§ Задания для выполнения:
1. Перепишите без изменений фрагмент текста о язычестве у славян, начиная со слов "В факте жертвоприношения" и заканчивая словами "(Рязановский 1915: 12)." включительно.
2. Ответьте на вопросы по тексту о язычестве у славян:
(a) До какого века в мировосприятии славян уживались поклонение силам природы и христианство?
(b) Где на Пасху совершались жертвоприношения?
(c) С каким праздником впоследствии слилась русальная неделя?

§ Текст:
В факте жертвоприношения дереву закреплены древнейшие представления славян, связанные с языческими поверьями. После принятия христианства вплоть до XIX века в мировосприятии славян уживаются поклонение силам природы и христианство. «Существование человеческого коллектива представлялось попросту невозможным в отрыве от ритуальных контактов с природой, – отмечает В.В. Мильков. – Волхвы, опираясь на космологические представления славянского язычества, отвергали христианский миф о боге-творце и абсолютной зависимости от него всего сущего на земле и на небе» (Мильков 1986: 45). По словам Ф.А. Рязановского, «новая религия не могла сразу вытеснить старую и стать на ее место. Боги старой религии только уступили свое первое место христианскому Богу и святым и перешли в число христианских бесов…» (Рязановский 1915: 12).

Пережитки язычества закреплены, в частности, в том, что на Пасху магическое воздействие на плодородие земли, переплетавшееся с элементами культа умерших, выражалось в жертвоприношениях на могилах умерших родственников. Весенняя поминальная обрядность связана с земледельческими интересами и стремлениями. Автор работы «Язычество в православии» отмечает: «Крестьянам был присущ взгляд на умерших “родителей” как на продолжающих жить под землей и имеющих власть над урожаем. Поэтому обряды поминовения, совершавшиеся в период пробуждения земли, имели целью поддержать их пищей, приобщить к кругообороту “жизнь – смерть – жизнь”» (Носова 1975: 64).

Символично то, что в повести жертвенное приношение осуществляется по отношению к «царь-дереву», олицетворяющему жизнестойкое, вечное начало, с одной стороны, и связывающему ныне живущих с умершими, с другой. «Зеленые святки», или русальная неделя, – один из самых больших праздников древнеславянского земледельческого календаря, связанный с культом растительности. Впоследствии этот праздник слился с Троицей. Наиболее архаическая, лесная форма празднества состояла в том, что обряды совершались в лесу, вокруг избранного дерева, где происходила общественная трапеза, совершались жертвоприношения.

§ Представленные данные:
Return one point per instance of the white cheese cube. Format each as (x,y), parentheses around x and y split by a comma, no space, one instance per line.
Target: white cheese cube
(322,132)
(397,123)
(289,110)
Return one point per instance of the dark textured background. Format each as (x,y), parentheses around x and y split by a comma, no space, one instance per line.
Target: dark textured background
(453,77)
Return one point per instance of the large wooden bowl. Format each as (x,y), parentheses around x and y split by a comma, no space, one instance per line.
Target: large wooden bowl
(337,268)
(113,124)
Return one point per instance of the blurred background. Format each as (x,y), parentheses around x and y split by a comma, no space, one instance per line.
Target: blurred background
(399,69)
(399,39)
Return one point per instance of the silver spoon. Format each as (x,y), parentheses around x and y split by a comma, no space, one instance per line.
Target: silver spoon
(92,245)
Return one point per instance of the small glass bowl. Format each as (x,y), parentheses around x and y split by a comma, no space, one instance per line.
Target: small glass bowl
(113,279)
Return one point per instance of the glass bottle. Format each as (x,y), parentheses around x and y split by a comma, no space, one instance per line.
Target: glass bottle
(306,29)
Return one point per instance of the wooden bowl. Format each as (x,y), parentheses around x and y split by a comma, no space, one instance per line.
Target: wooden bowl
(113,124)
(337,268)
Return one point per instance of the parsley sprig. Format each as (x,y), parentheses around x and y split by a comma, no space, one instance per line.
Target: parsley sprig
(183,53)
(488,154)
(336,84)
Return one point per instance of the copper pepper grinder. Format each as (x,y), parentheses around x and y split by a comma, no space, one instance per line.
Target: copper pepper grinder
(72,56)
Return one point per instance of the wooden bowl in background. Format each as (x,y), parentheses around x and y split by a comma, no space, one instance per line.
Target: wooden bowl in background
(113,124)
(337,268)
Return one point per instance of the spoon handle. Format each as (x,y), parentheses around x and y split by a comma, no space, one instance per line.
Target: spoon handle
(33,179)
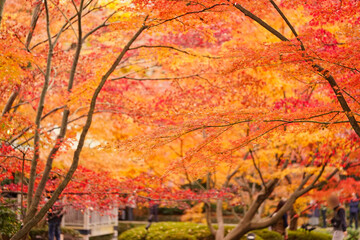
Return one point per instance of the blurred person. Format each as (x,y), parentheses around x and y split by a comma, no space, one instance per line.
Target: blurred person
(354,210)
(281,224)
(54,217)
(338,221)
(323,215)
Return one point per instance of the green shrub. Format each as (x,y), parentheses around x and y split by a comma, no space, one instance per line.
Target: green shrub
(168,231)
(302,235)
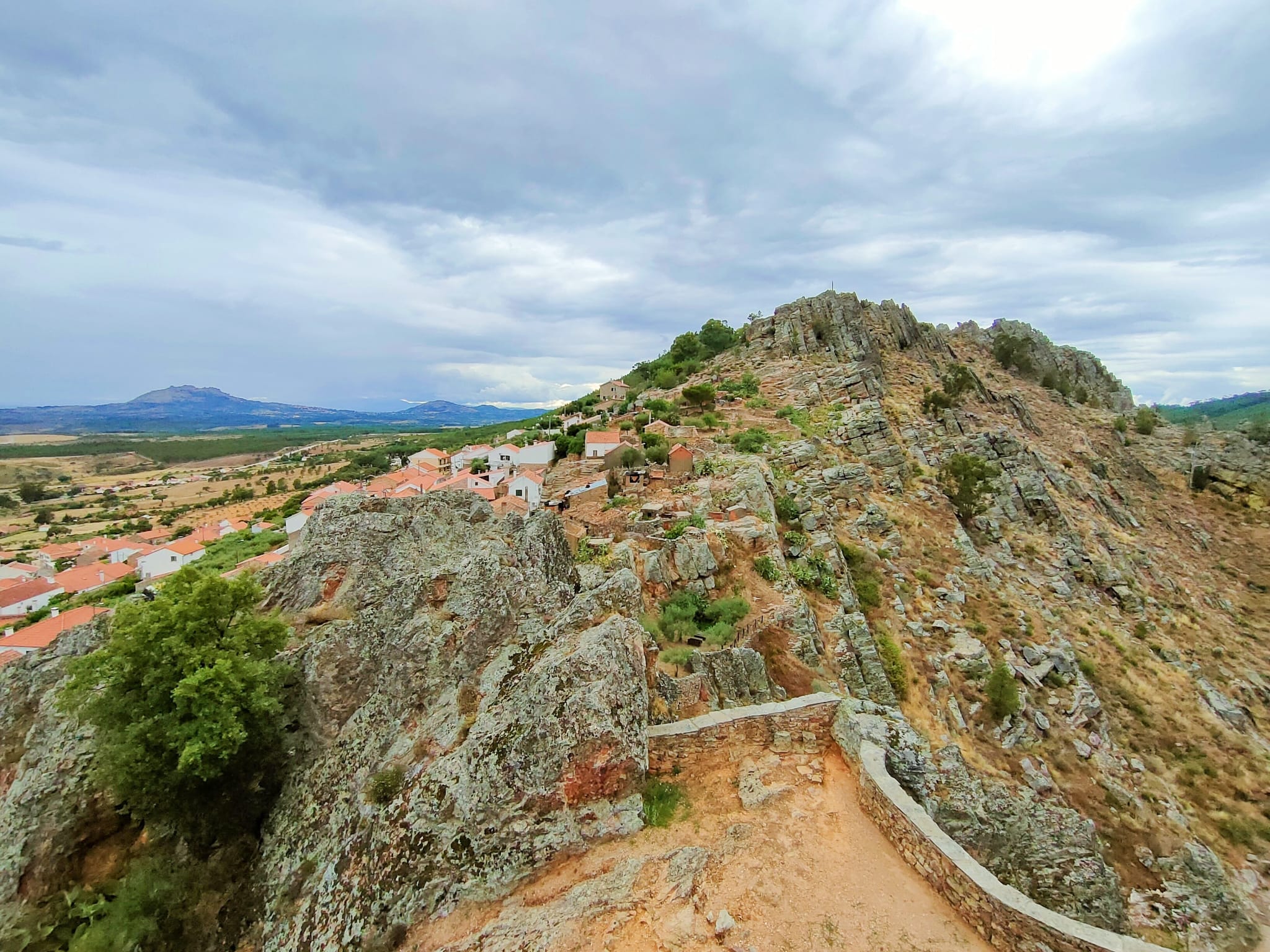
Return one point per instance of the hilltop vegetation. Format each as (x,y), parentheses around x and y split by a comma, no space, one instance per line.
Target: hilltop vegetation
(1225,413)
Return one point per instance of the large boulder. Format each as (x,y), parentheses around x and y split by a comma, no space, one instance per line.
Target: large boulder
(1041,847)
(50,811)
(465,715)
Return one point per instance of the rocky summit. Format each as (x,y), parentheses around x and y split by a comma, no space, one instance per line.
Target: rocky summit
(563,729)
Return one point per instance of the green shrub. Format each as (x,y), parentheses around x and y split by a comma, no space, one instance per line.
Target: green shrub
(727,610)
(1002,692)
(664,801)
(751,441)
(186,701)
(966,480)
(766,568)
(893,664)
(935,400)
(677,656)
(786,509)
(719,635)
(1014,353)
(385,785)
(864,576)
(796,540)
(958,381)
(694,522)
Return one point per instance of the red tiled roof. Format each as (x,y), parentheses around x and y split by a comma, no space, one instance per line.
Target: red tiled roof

§ Ответы по заданиям:
1.
В факте жертвоприношения дереву закреплены древнейшие представления славян, связанные с языческими поверьями. После принятия христианства вплоть до XIX века в мировосприятии славян уживаются поклонение силам природы и христианство. «Существование человеческого коллектива представлялось попросту невозможным в отрыве от ритуальных контактов с природой, – отмечает В.В. Мильков. – Волхвы, опираясь на космологические представления славянского язычества, отвергали христианский миф о боге-творце и абсолютной зависимости от него всего сущего на земле и на небе» (Мильков 1986: 45). По словам Ф.А. Рязановского, «новая религия не могла сразу вытеснить старую и стать на ее место. Боги старой религии только уступили свое первое место христианскому Богу и святым и перешли в число христианских бесов…» (Рязановский 1915: 12).

2.
(a) Вплоть до XIX века.
(b) На могилах умерших родственников.
(c) С Троицей.